------ EXTRAIT CHOISI

Le mot Djali constituait à ses yeux le plus beau titre que le Mandé ait donné à un groupe socioprofessionnel, car il signifie disait-il : « savoir l’accepter quoiqu’il en coûte, savoir dire la vérité partout et à tous, amener les hommes à œuvrer dans l’honneur et la dignité, dire les choses anciennes, autrement dit l’histoire, chanter les hauts faits des braves et des justes, dénoncer les tares des voleurs et des vauriens, amuser le public en faisant de la musique en chantant et en dansant, célébrer les fêtes et les cérémonies. Le célèbre griot Wa Kamissoko disait aussi à qui voulait l’entendre, qu’il ne saurait narrer sa parole qu’à trois catégories de personnes.

------------

> **EXERCICES À FAIRE**:
**1.** Répondez à ces questions sur l'extrait sur le mot Djali :
(a) Quel mot est présenté comme le plus beau titre que le Mandé ait donné à un groupe socioprofessionnel ?
(b) Selon la définition citée, de qui faut-il chanter les hauts faits ?
(c) À combien de catégories de personnes Wa Kamissoko disait-il pouvoir narrer sa parole ?
**2.** Recopiez l'extrait sur le mot Djali, depuis « Le mot Djali » jusqu'à « catégories de personnes. » inclus.
**3.** Donnez la suite de l'extrait sur le mot Djali, à partir de sa dernière phrase.
Les items qui suivent n'ont aucun lien avec l'extrait sur le mot Djali.

------ DONNÉES FOURNIES

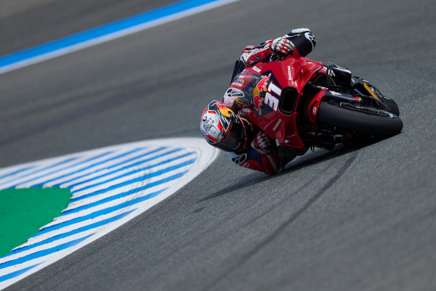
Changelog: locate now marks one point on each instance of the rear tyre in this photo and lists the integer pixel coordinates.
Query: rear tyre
(360, 124)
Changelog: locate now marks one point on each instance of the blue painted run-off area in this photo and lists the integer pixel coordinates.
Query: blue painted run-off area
(102, 31)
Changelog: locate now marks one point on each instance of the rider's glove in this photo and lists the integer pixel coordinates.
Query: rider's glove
(282, 46)
(261, 143)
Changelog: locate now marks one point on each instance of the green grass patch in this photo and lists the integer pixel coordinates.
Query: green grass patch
(24, 211)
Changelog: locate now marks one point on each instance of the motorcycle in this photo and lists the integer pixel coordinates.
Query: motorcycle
(306, 105)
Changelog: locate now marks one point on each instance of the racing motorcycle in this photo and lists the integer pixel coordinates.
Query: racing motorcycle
(304, 108)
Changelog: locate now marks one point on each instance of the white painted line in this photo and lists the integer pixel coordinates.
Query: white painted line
(76, 229)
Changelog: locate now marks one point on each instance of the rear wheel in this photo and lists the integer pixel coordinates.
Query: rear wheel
(360, 122)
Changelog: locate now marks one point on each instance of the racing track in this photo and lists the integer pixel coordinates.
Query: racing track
(362, 220)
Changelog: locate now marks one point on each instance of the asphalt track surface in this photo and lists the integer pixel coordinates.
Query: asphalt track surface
(360, 220)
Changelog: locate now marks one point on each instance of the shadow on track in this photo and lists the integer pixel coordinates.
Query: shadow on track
(306, 160)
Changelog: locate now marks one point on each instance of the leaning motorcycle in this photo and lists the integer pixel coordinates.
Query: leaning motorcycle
(304, 108)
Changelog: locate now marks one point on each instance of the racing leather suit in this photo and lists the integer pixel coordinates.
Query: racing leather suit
(260, 153)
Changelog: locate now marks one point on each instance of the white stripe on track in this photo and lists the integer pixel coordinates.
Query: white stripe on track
(64, 229)
(119, 180)
(98, 169)
(76, 189)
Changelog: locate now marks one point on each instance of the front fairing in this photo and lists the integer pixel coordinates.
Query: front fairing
(293, 72)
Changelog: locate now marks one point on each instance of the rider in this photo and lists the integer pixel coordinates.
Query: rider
(223, 123)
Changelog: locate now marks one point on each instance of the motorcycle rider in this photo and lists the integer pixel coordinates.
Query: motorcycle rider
(223, 123)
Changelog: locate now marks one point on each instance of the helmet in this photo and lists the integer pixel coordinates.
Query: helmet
(221, 127)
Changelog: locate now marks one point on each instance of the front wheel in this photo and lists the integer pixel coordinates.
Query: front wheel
(360, 122)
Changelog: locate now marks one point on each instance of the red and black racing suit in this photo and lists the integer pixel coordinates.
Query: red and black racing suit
(258, 152)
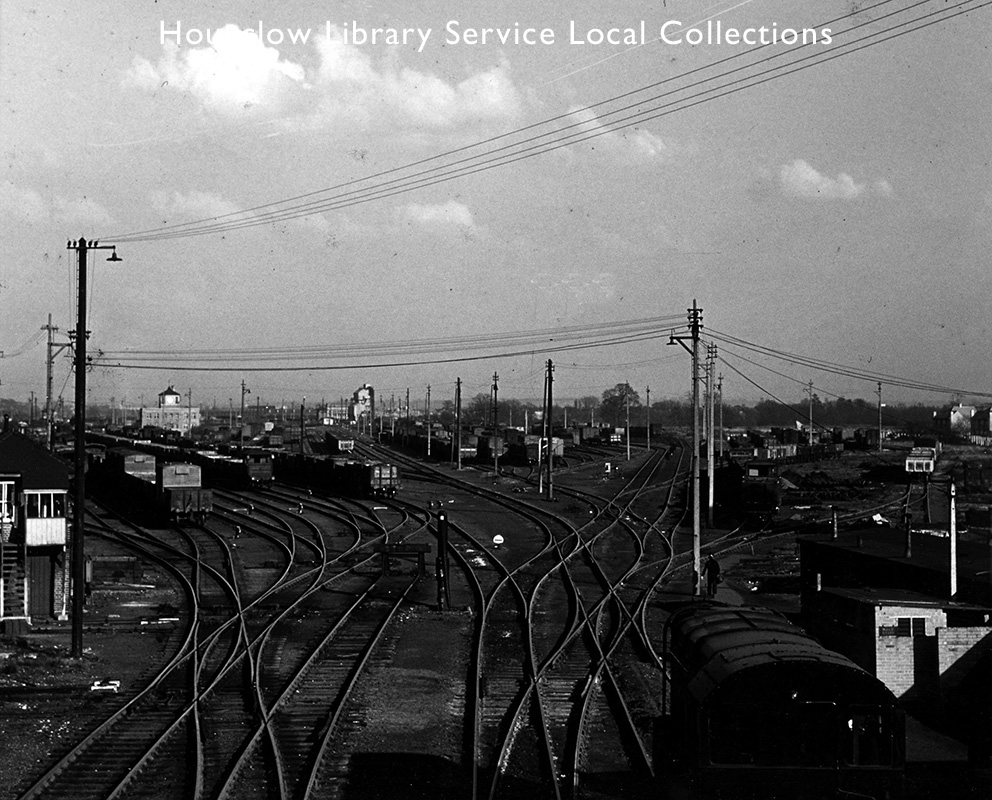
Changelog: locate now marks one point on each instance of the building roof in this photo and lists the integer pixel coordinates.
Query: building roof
(901, 597)
(38, 468)
(881, 557)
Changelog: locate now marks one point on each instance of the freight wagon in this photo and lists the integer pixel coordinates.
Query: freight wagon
(758, 709)
(160, 492)
(338, 444)
(243, 470)
(339, 475)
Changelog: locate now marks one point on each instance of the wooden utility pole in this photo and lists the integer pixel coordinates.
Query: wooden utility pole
(695, 323)
(82, 247)
(550, 430)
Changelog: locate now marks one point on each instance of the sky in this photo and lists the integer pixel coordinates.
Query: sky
(842, 213)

------------

> **RÉPONSES AUX EXERCICES**:
**1.**
(a) Djali.
(b) Des braves et des justes.
(c) À trois catégories de personnes.

**2.**
Le mot Djali constituait à ses yeux le plus beau titre que le Mandé ait donné à un groupe socioprofessionnel, car il signifie disait-il : « savoir l’accepter quoiqu’il en coûte, savoir dire la vérité partout et à tous, amener les hommes à œuvrer dans l’honneur et la dignité, dire les choses anciennes, autrement dit l’histoire, chanter les hauts faits des braves et des justes, dénoncer les tares des voleurs et des vauriens, amuser le public en faisant de la musique en chantant et en dansant, célébrer les fêtes et les cérémonies. Le célèbre griot Wa Kamissoko disait aussi à qui voulait l’entendre, qu’il ne saurait narrer sa parole qu’à trois catégories de personnes.

**3.**
Les nobles qui se connaissent et qui, par conséquent restent fidèles à la fassiya, c’est-à-dire aux manières ancestrales d’être, de faire et de penser.
Les yèrè Wolo, les « gens bien nés » et cela, quelle que soit leur richesse qui comprenaient le sens de ce qui se disait. Les dignitaires malinkés qui savaient mettre dans sa parole le prix qu’elle méritait et il ne réchignait pas à aller prononcer les oraisons funèbres des patriarches malinkés et même bambaras de moralité irréprochable. Il était surtout convaincu que les vrais fossoyeurs des valeurs du Mandé ne sont pas ceux à qui l’on pense, mais les malinkés eux-mêmes, car l’oubli de soi, de ses origines, de ses qualités et de sa dignité conduit aux pires reniements. C’est cela qui est mortel pour un peuple et c’est ce que je crains le plus pour mon pays. »
B. CAMARA, journaliste, Chercheur
Et « Wadjan » devint « Mandjou »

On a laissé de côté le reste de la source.